→ **Exercise**
Set down, word for word, the stretch of lines from the one containing "it for trophy" to the end of the records below.
↓
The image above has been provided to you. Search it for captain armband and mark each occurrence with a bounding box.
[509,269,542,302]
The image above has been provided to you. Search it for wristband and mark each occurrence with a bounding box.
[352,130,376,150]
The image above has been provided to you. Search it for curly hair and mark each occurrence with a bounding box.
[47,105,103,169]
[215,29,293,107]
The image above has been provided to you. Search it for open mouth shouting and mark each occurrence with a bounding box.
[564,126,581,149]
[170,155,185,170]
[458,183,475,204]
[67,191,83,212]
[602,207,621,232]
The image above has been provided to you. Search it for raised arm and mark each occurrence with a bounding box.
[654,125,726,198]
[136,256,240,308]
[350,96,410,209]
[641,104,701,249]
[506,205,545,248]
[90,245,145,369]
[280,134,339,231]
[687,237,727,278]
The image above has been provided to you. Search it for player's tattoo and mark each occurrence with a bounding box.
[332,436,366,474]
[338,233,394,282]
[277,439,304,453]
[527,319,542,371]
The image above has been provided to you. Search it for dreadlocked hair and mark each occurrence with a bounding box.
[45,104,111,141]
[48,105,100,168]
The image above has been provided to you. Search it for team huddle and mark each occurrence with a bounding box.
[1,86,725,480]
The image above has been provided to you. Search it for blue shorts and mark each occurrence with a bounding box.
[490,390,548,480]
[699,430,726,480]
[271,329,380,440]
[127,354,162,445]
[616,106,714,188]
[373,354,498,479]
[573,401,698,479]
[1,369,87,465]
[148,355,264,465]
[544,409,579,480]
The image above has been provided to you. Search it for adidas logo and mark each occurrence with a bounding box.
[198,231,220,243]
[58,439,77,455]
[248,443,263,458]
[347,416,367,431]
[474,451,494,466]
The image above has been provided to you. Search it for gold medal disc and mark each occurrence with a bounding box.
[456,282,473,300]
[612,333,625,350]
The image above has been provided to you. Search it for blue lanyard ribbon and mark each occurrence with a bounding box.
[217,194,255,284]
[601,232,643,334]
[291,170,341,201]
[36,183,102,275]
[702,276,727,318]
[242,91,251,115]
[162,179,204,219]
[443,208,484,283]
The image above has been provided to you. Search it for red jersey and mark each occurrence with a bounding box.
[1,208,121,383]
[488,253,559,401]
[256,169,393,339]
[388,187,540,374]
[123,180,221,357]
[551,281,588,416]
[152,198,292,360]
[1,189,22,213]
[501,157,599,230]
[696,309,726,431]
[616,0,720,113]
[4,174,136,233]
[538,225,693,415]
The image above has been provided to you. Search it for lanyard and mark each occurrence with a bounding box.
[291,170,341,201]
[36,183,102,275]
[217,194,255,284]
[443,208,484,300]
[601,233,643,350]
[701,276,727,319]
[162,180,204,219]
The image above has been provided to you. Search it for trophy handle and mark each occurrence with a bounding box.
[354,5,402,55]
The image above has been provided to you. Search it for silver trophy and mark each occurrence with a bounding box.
↑
→ **Answer**
The image above has been provided to you. Search it for trophy handle and mark each occurrence with a bounding box.
[354,5,402,55]
The image above has been provided to you. Search it for silver trophy and mark each occurrence with a bounding box.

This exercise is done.